◆ **Excerpt**
Monthly Archives: September 2008

the nights i got lost in dreams

there are dreams, there are fantasies, and there are nightmares.

i will not expound on all three as i am not an authority; i won’t tell you about my nightmares, either, for they are many, and i fear psychoanalysts might study my nightmares as part of an intellectual exercise.

what i can tell you about is how i invaded people’s dreams for a couple of nights. i didn’t plan it. there was no telepathy that happened; my sensitivity to the supernatural is as acute as a boulder sensing the touch of a wishing feather.

here are accounts from the dreamers:

august 29, 2008
“a feverish dream i just had. before i forget it, a part of it was with you..you were sitting on ____’s chair, then you said, “i’m counting the ways that i took that led me here, wondering where the mistake was.”

i love the statement. i wonder, though, what it means to me and to the dreamer. and i wonder, which mistake was my dream self referring to….

august 30, 2008
“…apologies to your subconscious.”
“i could almost feel you being a wisp of a body in my arms…i could remember feeling your bones through your skin….”

when i got the SMS, it was early in the morning on a weekend. sleep still weighed on my neck and shoulders, and the words on my mobile screen were a blur. it was only after reading the first message for three times did i understand. it was beautiful, the idea of me being merely a ghost in someone’s arms—very surreal, something akin to characters of g.g.marquez’s or allende’s books.

◆ **Supplied entries**

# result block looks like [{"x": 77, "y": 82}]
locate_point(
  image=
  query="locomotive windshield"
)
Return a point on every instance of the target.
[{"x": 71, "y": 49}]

◆ **Check your understanding**
1. In the post about dreams, how many times did the writer read the first SMS before understanding it?
2. From the post about dreams, quote the passage from "i love the statement." up to and including "or allende’s books.".

◆ **Answers to each task**
1. Three times.

2.
i love the statement. i wonder, though, what it means to me and to the dreamer. and i wonder, which mistake was my dream self referring to….

august 30, 2008
“…apologies to your subconscious.”
“i could almost feel you being a wisp of a body in my arms…i could remember feeling your bones through your skin….”

when i got the SMS, it was early in the morning on a weekend. sleep still weighed on my neck and shoulders, and the words on my mobile screen were a blur. it was only after reading the first message for three times did i understand. it was beautiful, the idea of me being merely a ghost in someone’s arms—very surreal, something akin to characters of g.g.marquez’s or allende’s books.